REQUIRED WORK –
• 1. Reproduce the portion of the text on C-19 vaccine mandates from "Mass vaccination programs" to "involved live-attenuated virus).".
• 2. Continue the text on C-19 vaccine mandates, beginning right after its final sentence.

EXTRACT PROVIDED –
Why can’t C-19 vaccine mandates be taken seriously?

First, there is no evidence that any of the C-19 vaccines proven to be efficacious in a clinical research setting will prevent the virus from successfully exploiting its evolutionary capacity when challenged by widespread immune pressure exerted by the population on the very protein that these vaccines are directed at (i.e., at spike [S] protein). However, population-level immune pressure on S protein is the inevitable consequence of mass vaccination. There isn’t even any precedent to the use of non-replicating viral vaccines in mass vaccination campaigns conducted during a pandemic, or even epidemic, of a highly mutable virus. The challenge to such an undertaking becomes even much higher when more infectious antigenic variants are already predominantly circulating as this has been the case by the time the first mass vaccination campaigns started. At least three more infectious variants were already expanding in prevalence before the campaigns were initiated (i.e., Alpha, Beta, Gamma variant). Their spread was featured by distinct temporal and geographic patterns, the underlying mechanism of which was not understood. Prior to the start of this universal vaccination program (and until today!), no single publication existed that came even close to suggesting that mass vaccination campaigns using non-transmission-blocking vaccines could be successful in extinguishing a pandemic of a highly mutable virus, let alone if several more infectious variants had already expanded in prevalence.  There is ample evidence from similarly highly mutable RNA viruses like Influenza virus and Enterovirus that expansion in prevalence of antigenic variants is driven by selective immune pressure on viral infectiousness exerted by antibodies and that antigenic variation diminishes or even abolishes the protective neutralization capacity of Influenza virus or Enterovirus vaccines that are directed at a specific antigenic lineage (1, 2). Consequently, nonreplicating monovalent enteroviral vaccines, for example, are only used in scale vaccination campaigns of vulnerable target groups (e.g., children)  that are deployed to fight recurrent epidemics of life-threatening enterovirus  infection (e.g., EV-A71) in the Asia Pacific region (3). Interestingly, the US FDA did not approve these vaccines due to ‘concerns about the effectiveness against different pandemic strains, safety, and quality control of vaccine production’ (3).  


Mass vaccination programs previously conducted to combat viral epidemics/pandemics (e.g., smallpox, polio, measles, yellow fever) have nothing in common with the ongoing mass vaccination campaigns today as those viruses are very different in terms of their pathogenesis, transmissibility, route of infection, potential reservoirs, predominant effector mechanisms involved in antiviral immunity, susceptibility of population segments, as well as with regard to the vaccines used (all prior vaccination campaigns involved live-attenuated virus).

Collected data entries –

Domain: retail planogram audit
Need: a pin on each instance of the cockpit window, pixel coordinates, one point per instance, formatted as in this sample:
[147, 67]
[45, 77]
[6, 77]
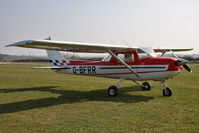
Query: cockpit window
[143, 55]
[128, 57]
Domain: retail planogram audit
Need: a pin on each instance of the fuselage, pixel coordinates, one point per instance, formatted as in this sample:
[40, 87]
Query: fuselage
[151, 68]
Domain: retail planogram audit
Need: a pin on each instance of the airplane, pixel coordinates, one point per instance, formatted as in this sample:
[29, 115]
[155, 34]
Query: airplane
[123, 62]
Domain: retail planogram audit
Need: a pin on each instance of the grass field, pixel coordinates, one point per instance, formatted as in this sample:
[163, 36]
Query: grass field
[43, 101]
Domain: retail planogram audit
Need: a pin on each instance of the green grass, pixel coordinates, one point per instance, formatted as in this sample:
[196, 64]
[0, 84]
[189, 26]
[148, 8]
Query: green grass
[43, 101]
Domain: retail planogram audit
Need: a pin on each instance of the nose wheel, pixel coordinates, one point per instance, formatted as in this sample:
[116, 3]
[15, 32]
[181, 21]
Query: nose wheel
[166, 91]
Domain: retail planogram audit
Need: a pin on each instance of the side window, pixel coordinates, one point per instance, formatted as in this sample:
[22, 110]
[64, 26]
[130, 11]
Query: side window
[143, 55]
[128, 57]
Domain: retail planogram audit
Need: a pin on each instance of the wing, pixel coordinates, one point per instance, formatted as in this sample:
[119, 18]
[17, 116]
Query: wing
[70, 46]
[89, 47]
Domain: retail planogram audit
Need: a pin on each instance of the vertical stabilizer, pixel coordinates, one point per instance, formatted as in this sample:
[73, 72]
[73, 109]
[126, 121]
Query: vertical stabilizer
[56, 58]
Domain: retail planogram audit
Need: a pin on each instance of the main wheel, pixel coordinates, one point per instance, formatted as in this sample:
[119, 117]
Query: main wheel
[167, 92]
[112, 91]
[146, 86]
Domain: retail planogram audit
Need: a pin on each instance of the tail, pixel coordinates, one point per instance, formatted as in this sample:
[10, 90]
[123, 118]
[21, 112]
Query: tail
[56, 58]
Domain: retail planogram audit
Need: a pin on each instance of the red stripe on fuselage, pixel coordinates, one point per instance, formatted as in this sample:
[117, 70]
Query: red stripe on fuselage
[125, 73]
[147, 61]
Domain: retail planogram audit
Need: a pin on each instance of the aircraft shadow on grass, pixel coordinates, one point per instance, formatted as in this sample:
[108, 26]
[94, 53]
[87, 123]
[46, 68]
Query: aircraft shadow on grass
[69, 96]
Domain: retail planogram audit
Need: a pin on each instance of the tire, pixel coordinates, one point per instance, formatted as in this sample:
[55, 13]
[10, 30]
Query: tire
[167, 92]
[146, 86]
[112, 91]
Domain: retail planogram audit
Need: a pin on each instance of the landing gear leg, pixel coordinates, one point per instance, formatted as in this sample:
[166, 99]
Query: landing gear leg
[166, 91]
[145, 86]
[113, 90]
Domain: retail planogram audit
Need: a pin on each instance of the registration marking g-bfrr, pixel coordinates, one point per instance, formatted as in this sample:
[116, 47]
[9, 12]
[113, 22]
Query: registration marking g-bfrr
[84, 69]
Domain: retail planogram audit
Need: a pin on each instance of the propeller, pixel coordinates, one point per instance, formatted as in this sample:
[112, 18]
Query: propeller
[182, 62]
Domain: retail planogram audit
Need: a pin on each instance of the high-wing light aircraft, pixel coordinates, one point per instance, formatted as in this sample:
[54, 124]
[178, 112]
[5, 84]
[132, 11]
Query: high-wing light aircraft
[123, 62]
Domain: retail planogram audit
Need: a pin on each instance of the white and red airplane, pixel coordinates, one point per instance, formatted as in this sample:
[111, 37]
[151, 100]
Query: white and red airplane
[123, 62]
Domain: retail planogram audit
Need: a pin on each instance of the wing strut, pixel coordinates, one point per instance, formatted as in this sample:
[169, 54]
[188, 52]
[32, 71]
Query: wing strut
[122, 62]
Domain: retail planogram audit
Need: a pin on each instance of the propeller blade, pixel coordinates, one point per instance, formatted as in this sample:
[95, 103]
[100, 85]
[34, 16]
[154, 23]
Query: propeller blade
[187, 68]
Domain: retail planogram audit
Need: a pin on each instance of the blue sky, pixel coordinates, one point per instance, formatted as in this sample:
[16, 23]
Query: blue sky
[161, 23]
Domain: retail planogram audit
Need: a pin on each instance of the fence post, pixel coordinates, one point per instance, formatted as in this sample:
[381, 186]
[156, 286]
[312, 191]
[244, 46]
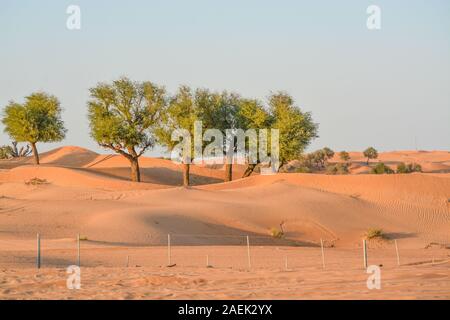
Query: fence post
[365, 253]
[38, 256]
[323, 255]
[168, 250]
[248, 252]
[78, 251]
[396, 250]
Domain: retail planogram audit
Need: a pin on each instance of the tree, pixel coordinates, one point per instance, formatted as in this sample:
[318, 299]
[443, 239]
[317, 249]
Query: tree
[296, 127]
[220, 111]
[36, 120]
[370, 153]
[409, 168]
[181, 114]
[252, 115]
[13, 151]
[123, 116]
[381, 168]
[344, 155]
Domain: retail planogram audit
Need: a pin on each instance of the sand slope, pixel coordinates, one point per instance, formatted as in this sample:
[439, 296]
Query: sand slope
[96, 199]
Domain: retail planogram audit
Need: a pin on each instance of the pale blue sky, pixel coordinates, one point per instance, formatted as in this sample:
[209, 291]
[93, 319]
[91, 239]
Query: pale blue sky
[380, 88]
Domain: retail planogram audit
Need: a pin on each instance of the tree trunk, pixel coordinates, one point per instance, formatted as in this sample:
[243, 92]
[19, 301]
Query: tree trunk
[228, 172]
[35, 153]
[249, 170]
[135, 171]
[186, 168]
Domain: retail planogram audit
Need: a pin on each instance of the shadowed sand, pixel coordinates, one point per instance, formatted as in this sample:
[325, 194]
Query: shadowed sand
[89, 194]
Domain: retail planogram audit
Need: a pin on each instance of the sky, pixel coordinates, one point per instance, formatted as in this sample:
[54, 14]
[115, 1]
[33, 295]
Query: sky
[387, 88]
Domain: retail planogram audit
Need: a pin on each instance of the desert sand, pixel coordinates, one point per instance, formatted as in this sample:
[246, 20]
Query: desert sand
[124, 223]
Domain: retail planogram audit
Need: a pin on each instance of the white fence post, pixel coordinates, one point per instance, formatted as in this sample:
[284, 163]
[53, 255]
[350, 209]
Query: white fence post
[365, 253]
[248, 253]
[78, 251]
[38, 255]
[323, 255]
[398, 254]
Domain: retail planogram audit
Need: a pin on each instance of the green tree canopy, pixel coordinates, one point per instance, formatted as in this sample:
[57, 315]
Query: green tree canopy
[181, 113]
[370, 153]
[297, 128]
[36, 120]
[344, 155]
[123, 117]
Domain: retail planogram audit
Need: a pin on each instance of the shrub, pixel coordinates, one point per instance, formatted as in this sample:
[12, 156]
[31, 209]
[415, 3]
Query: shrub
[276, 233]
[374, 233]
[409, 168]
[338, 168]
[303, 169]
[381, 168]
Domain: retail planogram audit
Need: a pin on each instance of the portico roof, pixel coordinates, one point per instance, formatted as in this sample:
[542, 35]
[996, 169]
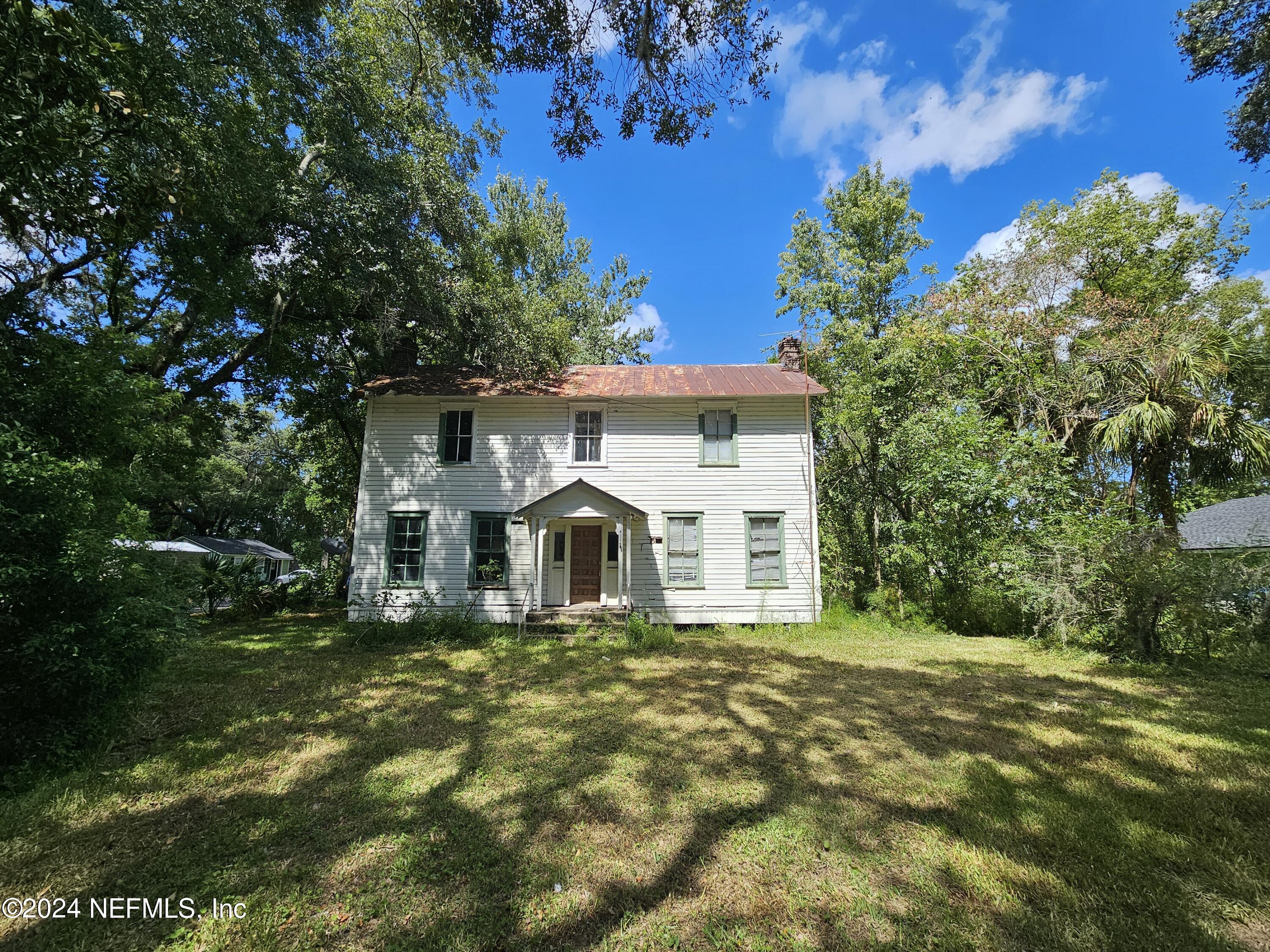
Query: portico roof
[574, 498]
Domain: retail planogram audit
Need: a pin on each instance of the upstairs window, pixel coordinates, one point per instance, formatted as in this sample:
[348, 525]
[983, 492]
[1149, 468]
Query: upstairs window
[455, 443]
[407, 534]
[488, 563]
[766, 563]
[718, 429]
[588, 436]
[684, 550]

SOLVED TASKS –
• 1.
Mass vaccination programs previously conducted to combat viral epidemics/pandemics (e.g., smallpox, polio, measles, yellow fever) have nothing in common with the ongoing mass vaccination campaigns today as those viruses are very different in terms of their pathogenesis, transmissibility, route of infection, potential reservoirs, predominant effector mechanisms involved in antiviral immunity, susceptibility of population segments, as well as with regard to the vaccines used (all prior vaccination campaigns involved live-attenuated virus).

• 2.
In addition, vaccine efficacy as assessed during clinical trials is different from viral effectiveness, which reflects how well a vaccine performs in the field. Viral effectiveness, therefore, depends on the level of infectious pressure exerted by the viral population and the level of immune selection pressure exerted by the host population (among other factors). Those can be very different from the ones prevailing during clinical trials. This particularly applies when the vaccine is used in mass vaccination campaigns rolled out in the middle of a pandemic of more infectious variants. Because of large-scale pharmaceutical (e.g., mass vaccination) and nonpharmaceutical (e.g., infection-prevention measures) human interventions, significant changes in viral infectious pressure and population-level immune pressure can suddenly take place and dramatically accelerate or slow down the evolutionary dynamics of a pandemic, especially if more infectious variants are circulating.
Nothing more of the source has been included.